[[ Material for this exercise, beginning ]]

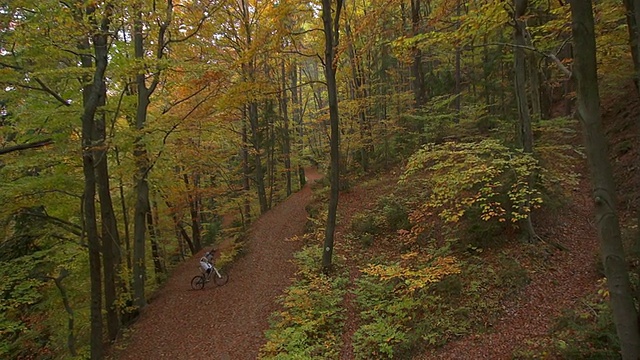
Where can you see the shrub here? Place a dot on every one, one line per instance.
(395, 213)
(310, 324)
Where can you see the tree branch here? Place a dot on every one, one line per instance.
(553, 57)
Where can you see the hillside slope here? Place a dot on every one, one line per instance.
(224, 323)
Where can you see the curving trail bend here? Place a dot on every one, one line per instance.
(228, 322)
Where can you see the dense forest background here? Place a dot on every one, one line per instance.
(135, 133)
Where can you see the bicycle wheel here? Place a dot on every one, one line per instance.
(220, 280)
(197, 282)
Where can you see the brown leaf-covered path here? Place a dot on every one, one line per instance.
(228, 322)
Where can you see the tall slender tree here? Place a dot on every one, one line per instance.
(588, 111)
(331, 37)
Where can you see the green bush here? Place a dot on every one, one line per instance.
(366, 223)
(311, 321)
(395, 213)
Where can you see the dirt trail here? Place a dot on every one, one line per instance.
(225, 323)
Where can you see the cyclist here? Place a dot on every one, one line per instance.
(206, 261)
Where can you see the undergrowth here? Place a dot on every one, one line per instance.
(395, 322)
(310, 324)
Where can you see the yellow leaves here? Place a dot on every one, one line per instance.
(412, 278)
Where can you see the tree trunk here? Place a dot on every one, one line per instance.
(91, 101)
(110, 236)
(257, 157)
(458, 72)
(246, 179)
(155, 250)
(286, 136)
(331, 37)
(194, 211)
(417, 72)
(296, 100)
(588, 111)
(633, 16)
(525, 133)
(125, 217)
(140, 178)
(71, 338)
(534, 86)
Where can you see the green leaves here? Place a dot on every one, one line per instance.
(483, 174)
(310, 325)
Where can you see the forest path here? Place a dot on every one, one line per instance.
(228, 322)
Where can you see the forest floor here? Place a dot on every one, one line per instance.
(228, 323)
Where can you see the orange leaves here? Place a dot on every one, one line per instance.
(411, 277)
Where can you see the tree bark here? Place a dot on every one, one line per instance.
(91, 94)
(588, 111)
(286, 136)
(525, 133)
(110, 236)
(246, 179)
(331, 37)
(194, 211)
(417, 72)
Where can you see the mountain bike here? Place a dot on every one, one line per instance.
(219, 278)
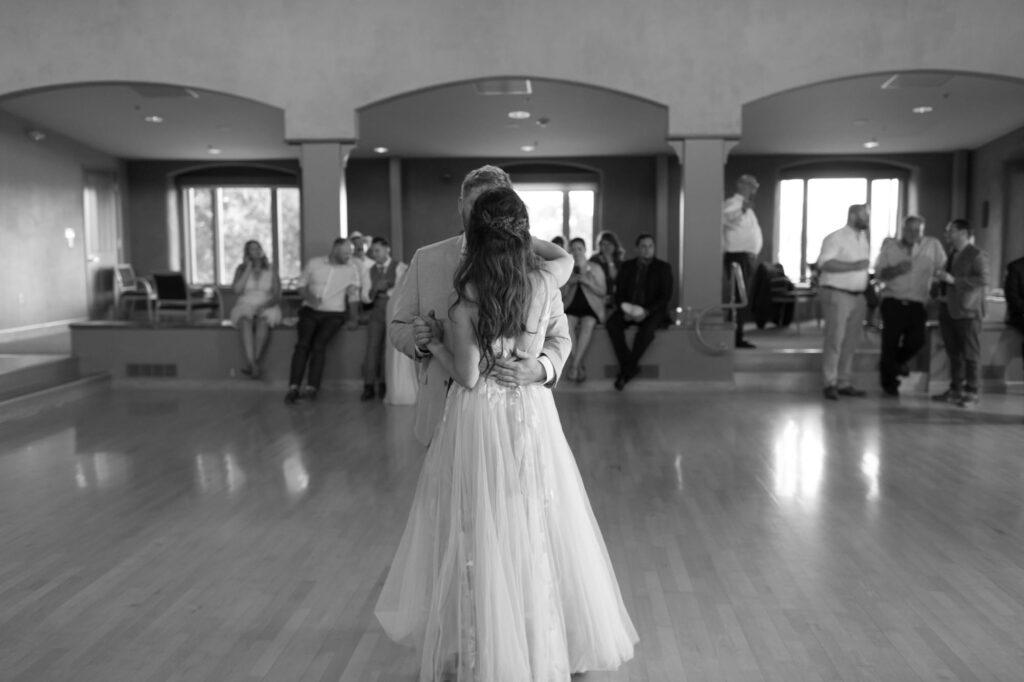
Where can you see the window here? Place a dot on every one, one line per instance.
(811, 207)
(565, 209)
(220, 219)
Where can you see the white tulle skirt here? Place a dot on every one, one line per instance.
(502, 574)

[[ Material for this exercise, end ]]

Task instructions
Every entry above needs to be copied exactly, and no pictures go with it.

Finished exercise
Where can you see the shrub here? Place a dot on every one, one line per instance.
(395, 213)
(310, 324)
Where can you see the tree branch here? Place a dot on every one, one line per instance.
(553, 57)
Where can you see the hillside slope here? Place a dot on every one, one line per instance.
(224, 323)
Where can you see the curving trail bend here? Place a dot on every one, one line per instance.
(228, 322)
Where can you see the dense forest background here? Place a dot on every one, one line per instance.
(135, 133)
Where can you see the bicycle wheel here? Place a dot on every one, one line per instance.
(220, 280)
(197, 282)
Where can you see the brown leaf-covered path here? Place a dot on every one, one line per instance.
(228, 322)
Where can you see the tall slender tree here? Place a dot on every one, one line per instance.
(588, 111)
(331, 37)
Where can you see the green bush here? Place a dot on every one, one line per instance.
(366, 223)
(311, 321)
(395, 213)
Where can you see the dirt trail here? Place a dot on every one, one line per instance.
(225, 323)
Where can you see the cyclist here? Place a dot on every one, one line per instance.
(206, 261)
Where can you see the undergrowth here? Place a dot on every one, one line per instance.
(395, 322)
(310, 324)
Where can you see the yellow leaves here? Place a dot on every one, one line per instance.
(412, 278)
Where can you see the tree trunk here? Place a dot on every one, one line per instance.
(91, 101)
(110, 236)
(257, 157)
(458, 72)
(246, 179)
(155, 250)
(286, 136)
(331, 37)
(194, 211)
(417, 72)
(296, 100)
(588, 111)
(633, 16)
(525, 133)
(125, 217)
(140, 178)
(71, 338)
(534, 86)
Where can you see the green leaves here? Place a dot on every one, one line per instance.
(483, 174)
(310, 325)
Where can you see the forest path here? Place a dot on every one, one line per instance.
(228, 322)
Where can you see the forest floor here? Place a dot on every one, one line per instance.
(228, 323)
Where can you see the orange leaves here? Place a dot on every one, one line per instance.
(411, 277)
Where can you see the tree bark here? Place a dot on every one, one line per instance.
(91, 94)
(588, 111)
(286, 136)
(525, 133)
(110, 236)
(246, 179)
(331, 37)
(194, 211)
(417, 72)
Where can you see the mountain bike here? Place a dot on every one, one line per instance.
(219, 278)
Where can you see the window here? Place a dot on every one, one line per instance.
(811, 207)
(565, 209)
(220, 219)
Where can you see the white tulle skirt here? Place a dot on every one, one line per instance.
(502, 574)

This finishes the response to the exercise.